The Federal Reserve Board (FRB) has requested public comment on a proposed rule under Regulation Z that would require creditors to determine a consumer's ability to repay a mortgage before making the loan and would establish minimum mortgage underwriting standards. The revisions to the regulation, which implements the Truth-in-Lending Act (TILA), are being made pursuant to the Dodd-Frank Wall Street Reform and Consumer Protection Act. The FRB's Proposal would define what are termed "qualified residential mortgages" and also set minimum underwriting standards for many mortgages.
The proposed amendments, which are required by the Dodd-Frank Act, would also implement limits on prepayment penalties and attempt to prevent lenders from evading the rules.
Because the Consumer Financial Protection Bureau (CFPB) will take over Regulation Z rulemaking authority on July 21, 2011, the FRB has said that it will not be taking final action on the proposal and that the comments it receives will be transferred to the CFPB.
The Proposal would apply the ability-to-repay requirement to nearly any consumer credit plan secured by a dwelling, but it would exclude open-end credit plans, reverse mortgages, construction or other temporary loans with terms of 12 months or less, and timeshare plans.

▸ **EXERCISE DESCRIPTION**: List the types of credit that the passage on the proposed Regulation Z rule says would be excluded from the ability-to-repay requirement.

(Source data)
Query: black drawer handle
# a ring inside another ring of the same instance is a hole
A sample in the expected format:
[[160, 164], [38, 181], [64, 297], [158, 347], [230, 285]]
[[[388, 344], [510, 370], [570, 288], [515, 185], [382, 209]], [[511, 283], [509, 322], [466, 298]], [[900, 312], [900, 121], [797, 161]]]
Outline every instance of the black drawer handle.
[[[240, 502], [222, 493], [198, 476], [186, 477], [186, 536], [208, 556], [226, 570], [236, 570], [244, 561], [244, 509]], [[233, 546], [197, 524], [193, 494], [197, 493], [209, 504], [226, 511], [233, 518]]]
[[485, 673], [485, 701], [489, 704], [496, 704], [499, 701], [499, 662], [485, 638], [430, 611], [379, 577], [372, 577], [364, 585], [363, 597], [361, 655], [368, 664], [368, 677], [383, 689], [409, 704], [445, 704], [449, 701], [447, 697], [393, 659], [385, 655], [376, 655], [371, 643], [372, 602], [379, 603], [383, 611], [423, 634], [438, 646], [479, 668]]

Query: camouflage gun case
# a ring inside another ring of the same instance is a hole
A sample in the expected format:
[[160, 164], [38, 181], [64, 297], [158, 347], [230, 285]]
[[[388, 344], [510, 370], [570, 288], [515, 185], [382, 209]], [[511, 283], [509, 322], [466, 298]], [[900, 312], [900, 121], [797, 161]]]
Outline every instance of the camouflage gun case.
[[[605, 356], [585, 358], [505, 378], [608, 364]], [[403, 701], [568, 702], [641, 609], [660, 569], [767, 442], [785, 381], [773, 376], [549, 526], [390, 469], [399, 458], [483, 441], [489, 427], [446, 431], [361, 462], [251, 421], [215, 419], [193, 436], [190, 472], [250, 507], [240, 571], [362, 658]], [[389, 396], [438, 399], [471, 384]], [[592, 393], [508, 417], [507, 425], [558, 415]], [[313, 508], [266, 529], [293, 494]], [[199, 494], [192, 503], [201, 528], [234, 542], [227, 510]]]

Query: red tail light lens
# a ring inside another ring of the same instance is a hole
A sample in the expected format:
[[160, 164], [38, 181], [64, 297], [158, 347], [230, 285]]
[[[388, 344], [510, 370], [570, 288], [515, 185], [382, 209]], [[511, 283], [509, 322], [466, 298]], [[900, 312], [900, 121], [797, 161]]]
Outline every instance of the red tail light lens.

▸ **REPLY**:
- Open-end credit plans
- Reverse mortgages
- Construction or other temporary loans with terms of 12 months or less
- Timeshare plans